Generated JSONL files follow the naming convention: `{sanitized-index-name}.jsonl`
- Example: `.ds-logs-windows.sysmon_operational-default-2025.05.04-000001` → `-ds-logs-windows-sysmon_operational-default-2025-05-04-000001.jsonl`

In [ ]:
# Core Elasticsearch connectivity
from elasticsearch import Elasticsearch
from elasticsearch.helpers import scan  # Memory-efficient large dataset iteration

# Time handling with timezone support
from datetime import datetime, timezone

# Data serialization and file system operations
import json
import os

In [ ]:
# Elasticsearch cluster connection settings
es_host = "https://10.2.0.20:9200"  # Internal network Elasticsearch endpoint
username = "elastic"                # Cluster admin username
password = "hiYqiU21LVg0F8krD=XN"   # Cluster admin password (secure in production)

# Index filtering patterns for cybersecurity data sources
keywords = ['sysmon', 'network_traffic']  # Target data types for analysis

# Output configuration
output_dir = "./"  # Current directory for JSONL file generation

# Timestamp parsing format (matches Elasticsearch Kibana format)
TIMESTAMP_FORMAT = "%b %d, %Y @ %H:%M:%S.%f"  # Example: "May 04, 2025 @ 11:30:00.000"

In [ ]:
def connect_elasticsearch():
    """Create secure connection to Elasticsearch cluster with authentication"""
    return Elasticsearch(
        hosts=[es_host],                    # Target cluster endpoint
        basic_auth=(username, password),   # Username/password authentication
        verify_certs=False,                # Disable SSL verification for internal networks
        ssl_show_warn=False                # Suppress SSL warning messages
    )

In [ ]:
def test_connection(es):
    """Validate Elasticsearch connection with cluster health check"""

■ What you will do ■
Which two keywords does the Elasticsearch export code use to filter indices?

■ Record list ■
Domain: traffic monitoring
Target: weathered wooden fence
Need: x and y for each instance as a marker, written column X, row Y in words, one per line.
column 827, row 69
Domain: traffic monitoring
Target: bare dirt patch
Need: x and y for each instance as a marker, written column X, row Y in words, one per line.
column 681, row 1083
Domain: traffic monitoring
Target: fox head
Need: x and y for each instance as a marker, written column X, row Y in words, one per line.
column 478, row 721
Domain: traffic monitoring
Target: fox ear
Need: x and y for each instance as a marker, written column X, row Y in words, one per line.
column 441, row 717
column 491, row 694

■ Reply to the task ■
sysmon and network_traffic